Task details ▸
Starting at the line that contains "Every instance of the dry", copy each line through the final one exactly as written.
━━ Raw data
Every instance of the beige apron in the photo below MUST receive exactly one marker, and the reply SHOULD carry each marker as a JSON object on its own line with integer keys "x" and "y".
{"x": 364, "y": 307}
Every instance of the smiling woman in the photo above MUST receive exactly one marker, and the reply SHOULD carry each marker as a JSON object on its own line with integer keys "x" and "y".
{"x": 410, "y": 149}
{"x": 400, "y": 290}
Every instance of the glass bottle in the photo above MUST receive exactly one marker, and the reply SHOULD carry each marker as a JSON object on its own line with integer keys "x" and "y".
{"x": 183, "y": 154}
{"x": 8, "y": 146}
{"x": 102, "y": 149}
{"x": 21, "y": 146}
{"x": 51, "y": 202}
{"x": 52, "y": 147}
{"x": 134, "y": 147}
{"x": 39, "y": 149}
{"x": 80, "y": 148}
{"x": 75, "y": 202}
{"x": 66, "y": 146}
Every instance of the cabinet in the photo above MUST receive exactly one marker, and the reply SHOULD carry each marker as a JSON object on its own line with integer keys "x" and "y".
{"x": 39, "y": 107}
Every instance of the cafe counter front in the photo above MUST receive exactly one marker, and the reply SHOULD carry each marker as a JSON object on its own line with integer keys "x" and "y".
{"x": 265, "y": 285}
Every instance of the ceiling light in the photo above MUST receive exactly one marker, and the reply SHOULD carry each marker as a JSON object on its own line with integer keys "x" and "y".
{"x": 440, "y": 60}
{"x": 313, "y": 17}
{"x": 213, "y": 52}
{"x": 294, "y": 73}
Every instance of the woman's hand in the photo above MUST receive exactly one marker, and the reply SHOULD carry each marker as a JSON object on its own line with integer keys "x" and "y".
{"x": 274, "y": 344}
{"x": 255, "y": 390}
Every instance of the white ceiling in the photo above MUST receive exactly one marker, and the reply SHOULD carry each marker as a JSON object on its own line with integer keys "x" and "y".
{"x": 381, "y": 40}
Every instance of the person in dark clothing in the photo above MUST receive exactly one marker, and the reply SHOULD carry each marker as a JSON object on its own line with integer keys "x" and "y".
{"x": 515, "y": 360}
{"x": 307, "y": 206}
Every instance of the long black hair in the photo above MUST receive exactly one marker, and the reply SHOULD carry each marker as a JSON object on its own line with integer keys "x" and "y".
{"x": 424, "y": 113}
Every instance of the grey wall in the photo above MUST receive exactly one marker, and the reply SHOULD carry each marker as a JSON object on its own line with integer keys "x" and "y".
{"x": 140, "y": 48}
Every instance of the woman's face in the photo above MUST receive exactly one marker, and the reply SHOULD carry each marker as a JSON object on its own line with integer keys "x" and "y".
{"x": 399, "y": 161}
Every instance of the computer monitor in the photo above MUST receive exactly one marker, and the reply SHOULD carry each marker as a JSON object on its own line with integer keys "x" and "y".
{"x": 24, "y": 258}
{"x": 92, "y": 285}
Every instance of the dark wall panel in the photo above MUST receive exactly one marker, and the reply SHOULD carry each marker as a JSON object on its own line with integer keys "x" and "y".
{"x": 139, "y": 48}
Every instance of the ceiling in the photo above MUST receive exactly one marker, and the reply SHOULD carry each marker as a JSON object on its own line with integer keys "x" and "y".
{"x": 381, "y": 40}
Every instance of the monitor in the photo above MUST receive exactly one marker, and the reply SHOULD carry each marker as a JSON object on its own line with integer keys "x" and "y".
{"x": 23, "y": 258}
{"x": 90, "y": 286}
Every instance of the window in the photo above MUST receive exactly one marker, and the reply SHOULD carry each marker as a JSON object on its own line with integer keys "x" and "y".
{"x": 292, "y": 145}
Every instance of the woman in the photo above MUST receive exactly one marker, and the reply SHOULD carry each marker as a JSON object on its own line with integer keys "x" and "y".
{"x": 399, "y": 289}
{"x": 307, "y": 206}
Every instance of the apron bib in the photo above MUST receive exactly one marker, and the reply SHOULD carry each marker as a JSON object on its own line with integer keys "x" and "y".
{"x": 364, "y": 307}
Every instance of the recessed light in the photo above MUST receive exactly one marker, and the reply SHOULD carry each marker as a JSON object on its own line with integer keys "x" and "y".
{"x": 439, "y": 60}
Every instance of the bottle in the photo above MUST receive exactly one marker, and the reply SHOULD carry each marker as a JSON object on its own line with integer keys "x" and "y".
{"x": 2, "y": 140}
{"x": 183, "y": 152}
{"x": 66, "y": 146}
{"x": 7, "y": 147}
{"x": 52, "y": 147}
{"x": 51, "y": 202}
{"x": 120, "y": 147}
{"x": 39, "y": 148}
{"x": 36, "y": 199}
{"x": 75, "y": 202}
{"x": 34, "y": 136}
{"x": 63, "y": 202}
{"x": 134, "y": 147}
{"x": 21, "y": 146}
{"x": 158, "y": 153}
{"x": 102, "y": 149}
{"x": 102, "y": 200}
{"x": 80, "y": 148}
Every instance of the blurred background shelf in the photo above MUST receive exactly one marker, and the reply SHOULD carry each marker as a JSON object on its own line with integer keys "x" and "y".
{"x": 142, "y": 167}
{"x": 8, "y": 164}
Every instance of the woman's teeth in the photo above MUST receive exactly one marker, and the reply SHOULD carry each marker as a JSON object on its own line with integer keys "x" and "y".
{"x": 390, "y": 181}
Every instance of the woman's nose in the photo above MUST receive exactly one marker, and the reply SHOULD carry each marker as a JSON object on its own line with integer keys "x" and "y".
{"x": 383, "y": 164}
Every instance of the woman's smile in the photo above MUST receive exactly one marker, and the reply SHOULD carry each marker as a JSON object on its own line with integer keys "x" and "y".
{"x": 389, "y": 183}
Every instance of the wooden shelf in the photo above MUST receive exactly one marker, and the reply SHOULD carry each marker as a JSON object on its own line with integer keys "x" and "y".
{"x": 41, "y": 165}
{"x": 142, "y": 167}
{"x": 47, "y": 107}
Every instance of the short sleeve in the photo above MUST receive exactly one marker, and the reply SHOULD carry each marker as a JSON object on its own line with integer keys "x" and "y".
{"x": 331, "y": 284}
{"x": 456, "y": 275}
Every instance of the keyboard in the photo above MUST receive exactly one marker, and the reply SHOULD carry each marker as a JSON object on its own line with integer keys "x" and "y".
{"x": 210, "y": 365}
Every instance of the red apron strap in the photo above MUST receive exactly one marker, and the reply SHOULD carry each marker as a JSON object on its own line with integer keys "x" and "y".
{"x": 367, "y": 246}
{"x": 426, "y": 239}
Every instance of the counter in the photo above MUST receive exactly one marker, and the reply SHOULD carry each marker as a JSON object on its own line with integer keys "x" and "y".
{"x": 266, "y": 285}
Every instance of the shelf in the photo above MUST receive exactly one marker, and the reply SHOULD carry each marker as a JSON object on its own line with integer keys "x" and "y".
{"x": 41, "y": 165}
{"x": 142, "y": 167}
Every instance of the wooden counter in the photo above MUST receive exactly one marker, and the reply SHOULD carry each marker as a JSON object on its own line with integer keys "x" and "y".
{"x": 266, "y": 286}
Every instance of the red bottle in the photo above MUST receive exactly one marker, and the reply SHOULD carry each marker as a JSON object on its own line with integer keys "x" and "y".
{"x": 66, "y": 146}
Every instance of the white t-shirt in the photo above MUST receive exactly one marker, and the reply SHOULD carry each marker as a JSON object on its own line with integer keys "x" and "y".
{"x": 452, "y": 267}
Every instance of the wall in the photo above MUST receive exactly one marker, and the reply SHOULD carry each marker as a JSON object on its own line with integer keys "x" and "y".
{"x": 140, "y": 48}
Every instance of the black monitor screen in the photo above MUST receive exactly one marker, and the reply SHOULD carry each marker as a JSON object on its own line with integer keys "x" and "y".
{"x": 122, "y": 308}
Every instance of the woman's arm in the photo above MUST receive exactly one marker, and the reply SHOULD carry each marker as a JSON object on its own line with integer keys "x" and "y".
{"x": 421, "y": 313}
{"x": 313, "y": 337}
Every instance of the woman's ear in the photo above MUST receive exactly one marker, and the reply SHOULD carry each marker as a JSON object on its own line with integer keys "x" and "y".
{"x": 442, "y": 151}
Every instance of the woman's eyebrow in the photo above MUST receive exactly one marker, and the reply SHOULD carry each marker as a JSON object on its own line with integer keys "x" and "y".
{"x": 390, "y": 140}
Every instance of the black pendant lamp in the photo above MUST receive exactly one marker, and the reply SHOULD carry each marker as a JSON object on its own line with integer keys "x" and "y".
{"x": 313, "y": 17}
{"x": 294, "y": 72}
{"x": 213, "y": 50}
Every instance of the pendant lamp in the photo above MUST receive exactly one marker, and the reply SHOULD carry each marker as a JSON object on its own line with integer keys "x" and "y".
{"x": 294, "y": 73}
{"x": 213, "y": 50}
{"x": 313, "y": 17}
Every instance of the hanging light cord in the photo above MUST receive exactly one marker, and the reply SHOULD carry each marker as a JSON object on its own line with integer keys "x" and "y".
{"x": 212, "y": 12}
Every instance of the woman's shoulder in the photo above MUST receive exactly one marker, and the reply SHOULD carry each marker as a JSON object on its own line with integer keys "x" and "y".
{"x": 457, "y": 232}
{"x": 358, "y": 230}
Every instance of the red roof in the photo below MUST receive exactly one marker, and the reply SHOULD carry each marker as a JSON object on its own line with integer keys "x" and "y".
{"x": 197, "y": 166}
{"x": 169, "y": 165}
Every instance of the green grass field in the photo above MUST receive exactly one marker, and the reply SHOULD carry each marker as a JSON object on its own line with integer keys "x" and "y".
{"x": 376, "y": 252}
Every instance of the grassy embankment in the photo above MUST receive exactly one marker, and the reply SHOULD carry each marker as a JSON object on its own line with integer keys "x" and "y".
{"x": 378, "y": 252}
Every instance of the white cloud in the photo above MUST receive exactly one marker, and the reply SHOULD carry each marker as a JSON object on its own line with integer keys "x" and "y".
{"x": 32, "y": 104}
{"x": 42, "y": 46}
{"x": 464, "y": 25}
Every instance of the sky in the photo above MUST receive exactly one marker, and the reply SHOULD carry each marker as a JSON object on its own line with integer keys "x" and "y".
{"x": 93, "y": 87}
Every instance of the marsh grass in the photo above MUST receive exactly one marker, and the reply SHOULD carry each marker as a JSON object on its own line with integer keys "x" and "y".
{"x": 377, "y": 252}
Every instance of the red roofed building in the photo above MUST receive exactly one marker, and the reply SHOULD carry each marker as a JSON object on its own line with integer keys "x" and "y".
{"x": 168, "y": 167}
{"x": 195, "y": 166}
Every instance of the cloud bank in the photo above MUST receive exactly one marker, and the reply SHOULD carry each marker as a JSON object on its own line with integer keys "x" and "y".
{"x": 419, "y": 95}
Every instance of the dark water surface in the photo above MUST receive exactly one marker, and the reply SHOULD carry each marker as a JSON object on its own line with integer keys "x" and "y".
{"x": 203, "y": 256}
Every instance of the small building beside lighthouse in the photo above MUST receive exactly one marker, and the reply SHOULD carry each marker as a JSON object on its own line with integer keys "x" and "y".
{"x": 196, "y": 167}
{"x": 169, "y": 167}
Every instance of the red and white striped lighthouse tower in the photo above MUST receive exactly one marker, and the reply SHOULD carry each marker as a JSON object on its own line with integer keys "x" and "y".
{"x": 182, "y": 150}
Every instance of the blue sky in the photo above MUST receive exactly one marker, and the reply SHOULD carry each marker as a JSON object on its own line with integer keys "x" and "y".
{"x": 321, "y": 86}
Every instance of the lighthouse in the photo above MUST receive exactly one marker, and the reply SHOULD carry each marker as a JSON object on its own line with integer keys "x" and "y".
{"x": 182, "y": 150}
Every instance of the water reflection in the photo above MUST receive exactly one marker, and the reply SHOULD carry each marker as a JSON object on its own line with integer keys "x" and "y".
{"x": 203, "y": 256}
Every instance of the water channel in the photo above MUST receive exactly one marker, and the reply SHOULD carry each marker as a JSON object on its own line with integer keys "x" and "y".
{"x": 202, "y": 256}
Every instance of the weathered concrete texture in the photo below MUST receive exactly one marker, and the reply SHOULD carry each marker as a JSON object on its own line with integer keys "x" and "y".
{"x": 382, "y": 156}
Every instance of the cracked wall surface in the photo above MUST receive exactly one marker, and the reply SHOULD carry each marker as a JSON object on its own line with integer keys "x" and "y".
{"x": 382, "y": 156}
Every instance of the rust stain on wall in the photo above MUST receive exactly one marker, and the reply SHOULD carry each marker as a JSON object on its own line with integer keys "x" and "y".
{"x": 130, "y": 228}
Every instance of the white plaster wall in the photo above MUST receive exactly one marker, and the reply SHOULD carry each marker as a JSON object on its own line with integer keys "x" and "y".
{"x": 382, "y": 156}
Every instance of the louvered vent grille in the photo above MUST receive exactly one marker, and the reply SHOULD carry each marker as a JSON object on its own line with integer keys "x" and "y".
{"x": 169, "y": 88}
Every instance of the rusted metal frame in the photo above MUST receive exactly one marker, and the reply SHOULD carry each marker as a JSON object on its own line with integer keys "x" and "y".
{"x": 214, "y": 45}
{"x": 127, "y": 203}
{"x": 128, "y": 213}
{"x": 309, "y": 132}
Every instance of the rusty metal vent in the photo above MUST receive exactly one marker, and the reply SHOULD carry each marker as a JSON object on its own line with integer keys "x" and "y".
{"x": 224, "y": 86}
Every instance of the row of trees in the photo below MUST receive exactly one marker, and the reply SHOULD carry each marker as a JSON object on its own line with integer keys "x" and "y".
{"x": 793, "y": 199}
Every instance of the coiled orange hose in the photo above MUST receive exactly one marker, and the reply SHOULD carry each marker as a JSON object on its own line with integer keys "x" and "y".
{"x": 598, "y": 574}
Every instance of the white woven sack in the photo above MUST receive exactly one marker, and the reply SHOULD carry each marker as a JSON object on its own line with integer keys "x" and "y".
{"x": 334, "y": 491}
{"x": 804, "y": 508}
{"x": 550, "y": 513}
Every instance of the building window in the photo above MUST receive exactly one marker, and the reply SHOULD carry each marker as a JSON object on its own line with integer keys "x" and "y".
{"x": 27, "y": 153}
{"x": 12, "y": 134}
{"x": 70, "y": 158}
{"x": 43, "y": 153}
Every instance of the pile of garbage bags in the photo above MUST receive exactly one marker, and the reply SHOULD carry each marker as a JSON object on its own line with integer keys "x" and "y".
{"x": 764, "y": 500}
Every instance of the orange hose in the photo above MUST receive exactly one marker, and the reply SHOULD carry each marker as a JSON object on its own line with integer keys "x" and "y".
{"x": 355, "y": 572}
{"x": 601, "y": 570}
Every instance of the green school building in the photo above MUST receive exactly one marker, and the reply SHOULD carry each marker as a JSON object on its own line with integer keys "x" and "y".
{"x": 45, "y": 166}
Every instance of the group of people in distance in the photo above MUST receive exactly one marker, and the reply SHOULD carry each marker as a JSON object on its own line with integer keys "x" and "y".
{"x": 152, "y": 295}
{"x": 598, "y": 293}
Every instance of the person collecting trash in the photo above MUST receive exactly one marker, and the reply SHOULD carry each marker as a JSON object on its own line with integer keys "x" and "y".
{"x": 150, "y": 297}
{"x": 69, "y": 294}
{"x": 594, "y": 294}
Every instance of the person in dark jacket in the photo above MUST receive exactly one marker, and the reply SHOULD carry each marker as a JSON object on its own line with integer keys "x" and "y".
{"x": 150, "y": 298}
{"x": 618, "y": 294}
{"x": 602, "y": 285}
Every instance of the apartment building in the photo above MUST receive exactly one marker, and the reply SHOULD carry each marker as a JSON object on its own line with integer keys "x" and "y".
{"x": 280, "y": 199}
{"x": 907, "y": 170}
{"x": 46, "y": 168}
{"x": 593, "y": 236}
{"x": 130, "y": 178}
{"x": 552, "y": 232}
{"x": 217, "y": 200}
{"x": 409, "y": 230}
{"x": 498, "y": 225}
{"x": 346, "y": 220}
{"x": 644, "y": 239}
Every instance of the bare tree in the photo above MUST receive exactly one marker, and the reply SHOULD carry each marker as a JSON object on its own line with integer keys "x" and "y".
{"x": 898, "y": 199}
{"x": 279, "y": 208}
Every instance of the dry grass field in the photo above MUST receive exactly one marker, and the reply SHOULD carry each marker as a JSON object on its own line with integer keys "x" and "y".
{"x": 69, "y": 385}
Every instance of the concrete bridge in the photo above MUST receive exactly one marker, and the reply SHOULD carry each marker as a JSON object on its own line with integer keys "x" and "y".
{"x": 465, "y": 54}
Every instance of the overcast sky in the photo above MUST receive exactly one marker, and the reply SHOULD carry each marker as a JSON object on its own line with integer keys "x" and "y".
━━━━
Expected answer ▸
Every instance of the dry grass field in the photo above MUST receive exactly one marker, and the reply SHOULD carry each marker as a JSON object on its own line with integer keys "x" and "y".
{"x": 69, "y": 385}
Every instance of the concrete bridge in the photo above MUST receive exactly one marker, and the reply SHOULD carry each marker as a JSON object on its own line with integer keys "x" and "y".
{"x": 465, "y": 54}
Every instance of the overcast sky in the photo above MUST receive exactly one marker, and the reply SHOULD carry each marker as a JSON object on its own line with integer keys "x" and "y".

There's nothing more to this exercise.